Task directions: Exactly and only the lines from the line holding "drop a dot on the mushroom cap" to the end of the records should be reproduced. Leave pictures out.

Extracted records:
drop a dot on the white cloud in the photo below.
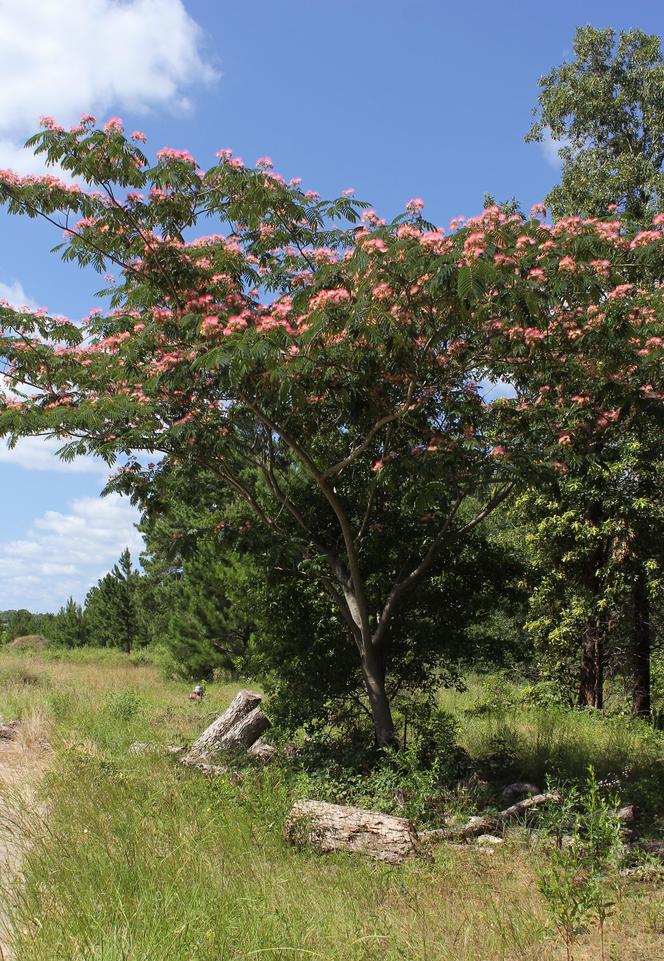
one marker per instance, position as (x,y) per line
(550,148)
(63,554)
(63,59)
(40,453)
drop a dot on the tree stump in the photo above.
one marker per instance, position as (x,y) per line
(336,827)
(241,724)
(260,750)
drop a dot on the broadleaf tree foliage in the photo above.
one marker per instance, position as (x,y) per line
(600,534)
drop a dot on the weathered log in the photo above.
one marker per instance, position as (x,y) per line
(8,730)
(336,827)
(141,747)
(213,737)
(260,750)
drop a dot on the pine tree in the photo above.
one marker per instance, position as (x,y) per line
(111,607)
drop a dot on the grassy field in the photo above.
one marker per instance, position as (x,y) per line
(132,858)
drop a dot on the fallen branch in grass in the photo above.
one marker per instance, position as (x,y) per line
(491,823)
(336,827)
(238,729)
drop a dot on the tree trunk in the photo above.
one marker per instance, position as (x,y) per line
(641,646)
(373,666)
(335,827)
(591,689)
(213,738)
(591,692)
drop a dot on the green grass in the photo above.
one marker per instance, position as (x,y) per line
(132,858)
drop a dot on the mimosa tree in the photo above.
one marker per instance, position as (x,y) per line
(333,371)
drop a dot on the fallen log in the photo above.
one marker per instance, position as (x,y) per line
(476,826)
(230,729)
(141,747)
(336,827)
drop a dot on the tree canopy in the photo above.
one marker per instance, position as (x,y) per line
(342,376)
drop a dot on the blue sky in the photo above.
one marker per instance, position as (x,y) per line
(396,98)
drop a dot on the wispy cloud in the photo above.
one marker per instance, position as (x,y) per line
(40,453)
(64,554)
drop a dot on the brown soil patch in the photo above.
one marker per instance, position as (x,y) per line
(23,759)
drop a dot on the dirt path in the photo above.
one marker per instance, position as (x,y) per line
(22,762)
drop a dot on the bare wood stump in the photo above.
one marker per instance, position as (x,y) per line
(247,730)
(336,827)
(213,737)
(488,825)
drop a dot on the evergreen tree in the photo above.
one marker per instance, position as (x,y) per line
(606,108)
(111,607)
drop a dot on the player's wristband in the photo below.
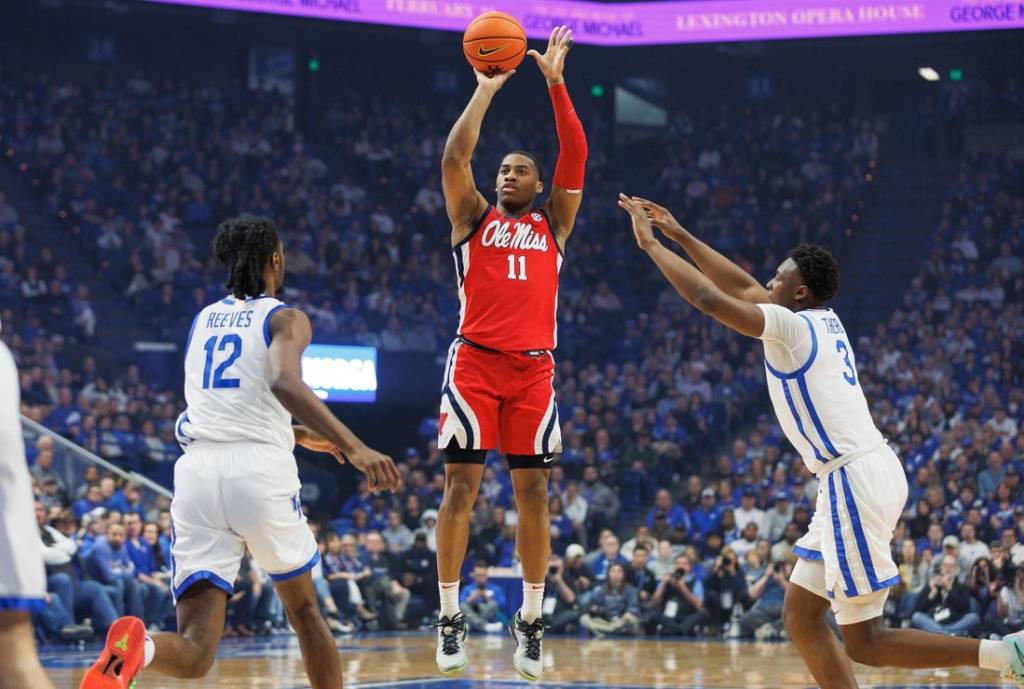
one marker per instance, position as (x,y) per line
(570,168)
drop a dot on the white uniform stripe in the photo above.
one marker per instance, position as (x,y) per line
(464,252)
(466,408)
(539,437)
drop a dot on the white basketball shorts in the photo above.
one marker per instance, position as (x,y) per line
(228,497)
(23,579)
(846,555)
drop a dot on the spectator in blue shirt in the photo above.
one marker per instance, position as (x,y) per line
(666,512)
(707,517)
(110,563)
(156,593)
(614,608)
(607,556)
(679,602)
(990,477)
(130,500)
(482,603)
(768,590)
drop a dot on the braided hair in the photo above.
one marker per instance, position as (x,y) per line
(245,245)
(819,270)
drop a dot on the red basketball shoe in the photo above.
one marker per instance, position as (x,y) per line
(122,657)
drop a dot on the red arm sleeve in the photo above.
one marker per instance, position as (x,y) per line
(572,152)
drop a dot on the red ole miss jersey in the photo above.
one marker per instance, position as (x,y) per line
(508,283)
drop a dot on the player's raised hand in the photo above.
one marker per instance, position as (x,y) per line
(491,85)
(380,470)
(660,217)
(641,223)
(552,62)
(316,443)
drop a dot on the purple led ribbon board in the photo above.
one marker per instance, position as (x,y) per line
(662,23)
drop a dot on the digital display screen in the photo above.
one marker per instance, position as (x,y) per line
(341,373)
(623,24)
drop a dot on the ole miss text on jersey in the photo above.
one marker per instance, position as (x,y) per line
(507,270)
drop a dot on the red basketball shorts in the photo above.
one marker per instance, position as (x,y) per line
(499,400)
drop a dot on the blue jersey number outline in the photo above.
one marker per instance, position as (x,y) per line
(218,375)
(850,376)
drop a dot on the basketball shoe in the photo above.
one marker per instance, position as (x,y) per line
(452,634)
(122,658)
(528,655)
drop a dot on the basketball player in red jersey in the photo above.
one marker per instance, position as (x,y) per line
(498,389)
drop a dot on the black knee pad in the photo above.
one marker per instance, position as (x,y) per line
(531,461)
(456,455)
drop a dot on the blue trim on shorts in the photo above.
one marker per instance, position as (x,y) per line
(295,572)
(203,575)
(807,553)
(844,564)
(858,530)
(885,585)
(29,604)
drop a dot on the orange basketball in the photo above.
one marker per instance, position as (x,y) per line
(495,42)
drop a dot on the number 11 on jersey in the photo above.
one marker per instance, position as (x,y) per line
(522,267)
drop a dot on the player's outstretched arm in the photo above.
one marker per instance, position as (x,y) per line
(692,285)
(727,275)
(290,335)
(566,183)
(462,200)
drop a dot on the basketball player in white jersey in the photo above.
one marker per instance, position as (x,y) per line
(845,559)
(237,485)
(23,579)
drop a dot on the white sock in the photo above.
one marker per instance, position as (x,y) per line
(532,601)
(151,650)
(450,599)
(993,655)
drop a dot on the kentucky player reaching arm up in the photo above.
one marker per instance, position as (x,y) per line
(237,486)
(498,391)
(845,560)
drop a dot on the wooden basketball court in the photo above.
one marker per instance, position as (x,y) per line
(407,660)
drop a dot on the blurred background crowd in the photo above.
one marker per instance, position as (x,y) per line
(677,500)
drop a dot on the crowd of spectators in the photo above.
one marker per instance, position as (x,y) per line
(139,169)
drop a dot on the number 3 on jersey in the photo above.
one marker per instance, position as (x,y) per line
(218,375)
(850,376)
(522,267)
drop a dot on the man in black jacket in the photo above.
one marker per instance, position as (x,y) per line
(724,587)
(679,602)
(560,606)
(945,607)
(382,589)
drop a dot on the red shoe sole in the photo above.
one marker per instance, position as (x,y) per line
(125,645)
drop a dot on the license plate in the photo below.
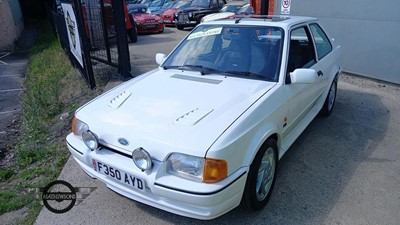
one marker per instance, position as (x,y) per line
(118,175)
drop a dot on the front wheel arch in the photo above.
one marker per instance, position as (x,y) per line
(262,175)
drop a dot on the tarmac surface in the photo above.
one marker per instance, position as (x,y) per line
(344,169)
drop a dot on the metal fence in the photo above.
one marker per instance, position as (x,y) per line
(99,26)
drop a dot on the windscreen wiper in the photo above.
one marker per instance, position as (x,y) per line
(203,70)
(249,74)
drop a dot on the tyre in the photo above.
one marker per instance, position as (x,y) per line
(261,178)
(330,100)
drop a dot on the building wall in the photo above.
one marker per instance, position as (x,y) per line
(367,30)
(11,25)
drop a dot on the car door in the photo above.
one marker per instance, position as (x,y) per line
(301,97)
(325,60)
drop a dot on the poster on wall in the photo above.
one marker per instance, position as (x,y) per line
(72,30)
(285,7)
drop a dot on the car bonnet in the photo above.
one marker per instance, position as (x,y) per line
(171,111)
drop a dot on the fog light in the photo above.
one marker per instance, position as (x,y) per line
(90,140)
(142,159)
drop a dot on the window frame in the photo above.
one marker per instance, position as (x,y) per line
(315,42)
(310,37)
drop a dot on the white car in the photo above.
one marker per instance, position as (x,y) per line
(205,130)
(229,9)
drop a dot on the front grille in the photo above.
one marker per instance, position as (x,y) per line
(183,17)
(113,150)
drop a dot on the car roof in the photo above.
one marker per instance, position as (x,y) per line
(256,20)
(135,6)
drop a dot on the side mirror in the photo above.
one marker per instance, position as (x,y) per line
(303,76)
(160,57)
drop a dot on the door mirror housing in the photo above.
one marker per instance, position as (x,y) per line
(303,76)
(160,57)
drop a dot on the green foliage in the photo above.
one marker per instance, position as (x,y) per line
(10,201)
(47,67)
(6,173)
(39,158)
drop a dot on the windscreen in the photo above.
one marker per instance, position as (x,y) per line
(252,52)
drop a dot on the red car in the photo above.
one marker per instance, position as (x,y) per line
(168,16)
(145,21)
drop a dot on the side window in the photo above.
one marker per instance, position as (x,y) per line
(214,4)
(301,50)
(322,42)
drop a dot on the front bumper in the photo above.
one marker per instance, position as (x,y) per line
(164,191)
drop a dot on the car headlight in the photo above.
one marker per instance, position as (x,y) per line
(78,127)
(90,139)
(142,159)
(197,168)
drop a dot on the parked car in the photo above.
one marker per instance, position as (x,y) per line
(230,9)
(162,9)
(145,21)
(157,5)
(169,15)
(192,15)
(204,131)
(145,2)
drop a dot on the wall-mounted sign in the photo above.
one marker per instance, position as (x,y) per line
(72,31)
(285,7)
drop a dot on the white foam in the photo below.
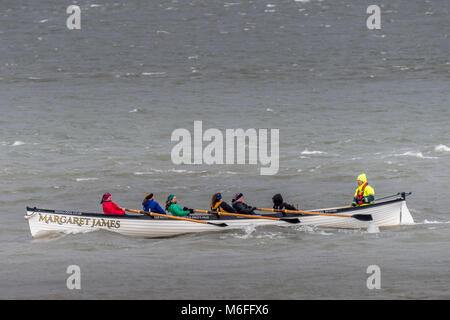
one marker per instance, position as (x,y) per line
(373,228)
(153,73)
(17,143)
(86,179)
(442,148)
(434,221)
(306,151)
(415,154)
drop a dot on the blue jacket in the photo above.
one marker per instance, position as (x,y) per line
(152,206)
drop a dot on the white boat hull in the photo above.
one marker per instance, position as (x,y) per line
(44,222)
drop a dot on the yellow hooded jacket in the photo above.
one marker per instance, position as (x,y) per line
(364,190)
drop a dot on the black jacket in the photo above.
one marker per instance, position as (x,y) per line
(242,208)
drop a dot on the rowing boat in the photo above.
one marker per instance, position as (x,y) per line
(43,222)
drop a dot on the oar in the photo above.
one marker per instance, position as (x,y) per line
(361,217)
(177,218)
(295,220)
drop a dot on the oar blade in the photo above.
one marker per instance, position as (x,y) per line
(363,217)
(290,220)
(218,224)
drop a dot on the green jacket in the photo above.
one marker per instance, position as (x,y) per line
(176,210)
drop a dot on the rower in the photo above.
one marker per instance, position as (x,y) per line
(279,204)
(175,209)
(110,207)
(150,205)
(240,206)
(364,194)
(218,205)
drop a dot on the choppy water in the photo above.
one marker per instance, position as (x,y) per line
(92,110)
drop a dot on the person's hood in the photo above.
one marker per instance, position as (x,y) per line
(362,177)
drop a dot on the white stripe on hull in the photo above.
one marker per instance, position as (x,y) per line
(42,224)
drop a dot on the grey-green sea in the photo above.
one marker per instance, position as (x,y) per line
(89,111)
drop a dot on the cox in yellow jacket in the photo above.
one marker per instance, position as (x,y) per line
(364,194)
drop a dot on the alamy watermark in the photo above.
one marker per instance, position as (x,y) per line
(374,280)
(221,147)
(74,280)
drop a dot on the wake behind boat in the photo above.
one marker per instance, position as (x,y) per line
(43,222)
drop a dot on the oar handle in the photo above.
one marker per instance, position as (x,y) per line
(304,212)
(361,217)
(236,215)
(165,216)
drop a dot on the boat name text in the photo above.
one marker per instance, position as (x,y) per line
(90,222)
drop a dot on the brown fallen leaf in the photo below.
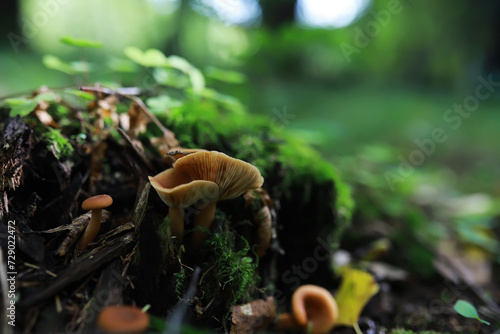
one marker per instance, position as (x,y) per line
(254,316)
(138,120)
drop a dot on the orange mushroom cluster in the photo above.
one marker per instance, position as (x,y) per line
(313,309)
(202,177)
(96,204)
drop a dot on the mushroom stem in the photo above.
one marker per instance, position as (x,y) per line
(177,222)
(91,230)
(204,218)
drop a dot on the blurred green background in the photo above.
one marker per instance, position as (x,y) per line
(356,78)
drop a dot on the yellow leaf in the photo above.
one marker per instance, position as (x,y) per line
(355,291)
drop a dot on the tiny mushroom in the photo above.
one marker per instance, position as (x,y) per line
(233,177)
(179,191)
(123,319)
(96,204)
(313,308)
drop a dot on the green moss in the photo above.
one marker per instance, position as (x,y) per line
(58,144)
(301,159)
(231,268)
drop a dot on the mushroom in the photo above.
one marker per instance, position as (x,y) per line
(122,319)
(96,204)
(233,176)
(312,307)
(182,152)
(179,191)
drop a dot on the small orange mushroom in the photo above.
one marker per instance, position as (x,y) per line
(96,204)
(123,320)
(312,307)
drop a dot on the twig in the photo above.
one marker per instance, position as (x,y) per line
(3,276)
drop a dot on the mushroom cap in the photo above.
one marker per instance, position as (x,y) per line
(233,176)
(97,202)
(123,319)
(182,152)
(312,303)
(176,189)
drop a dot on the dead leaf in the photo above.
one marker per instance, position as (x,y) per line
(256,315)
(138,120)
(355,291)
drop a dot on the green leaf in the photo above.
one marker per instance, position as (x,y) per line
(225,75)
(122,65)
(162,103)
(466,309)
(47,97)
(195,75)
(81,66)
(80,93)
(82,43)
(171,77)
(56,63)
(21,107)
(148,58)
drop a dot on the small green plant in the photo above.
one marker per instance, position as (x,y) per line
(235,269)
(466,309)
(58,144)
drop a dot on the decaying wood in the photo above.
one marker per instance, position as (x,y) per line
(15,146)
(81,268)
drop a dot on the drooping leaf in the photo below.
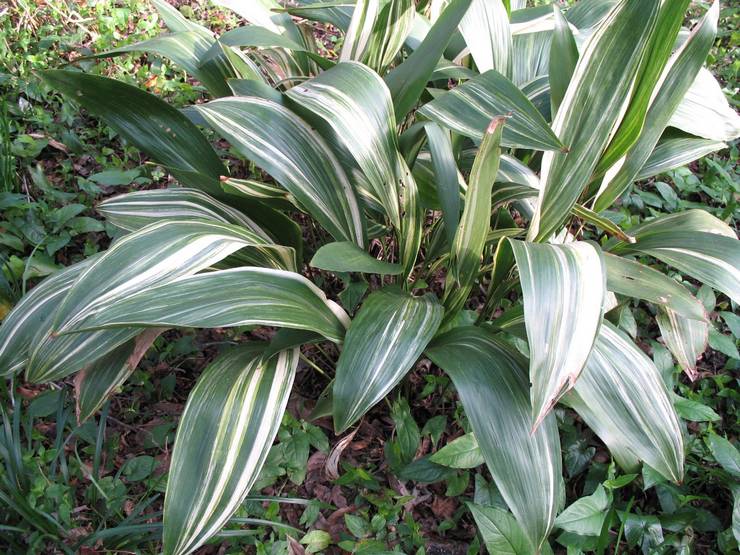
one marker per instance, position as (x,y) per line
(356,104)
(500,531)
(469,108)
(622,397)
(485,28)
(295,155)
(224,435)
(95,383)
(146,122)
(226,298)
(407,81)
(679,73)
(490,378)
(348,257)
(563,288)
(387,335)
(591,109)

Finished task:
drop a dot on the mushroom cap in the photo above.
one marker per instance, position as (x,y) per line
(233,176)
(97,202)
(123,319)
(182,152)
(312,303)
(176,189)
drop a dot on the dead leaf in the photo above.
one marker per instance, position as (x,y) per line
(256,315)
(138,120)
(355,291)
drop a dot on the green leaf in the photo above.
one marker per instance, position as (x,y) per line
(225,75)
(122,65)
(162,103)
(466,309)
(47,97)
(195,75)
(81,66)
(80,93)
(82,43)
(171,77)
(56,63)
(21,107)
(148,58)
drop a dot on the small green plant in the photo above.
one marker per instance, position as (x,y) per line
(235,269)
(466,309)
(58,144)
drop a dot on the decaying wood in the photo above.
one marker per instance, position as (x,y) per line
(15,146)
(81,268)
drop a dot on the drooping leaf in the photo below.
one marker per instance, position as (x,y) per line
(356,104)
(500,531)
(469,108)
(622,397)
(485,28)
(295,155)
(224,435)
(95,383)
(146,122)
(226,298)
(407,81)
(679,73)
(490,378)
(348,257)
(563,288)
(387,335)
(591,109)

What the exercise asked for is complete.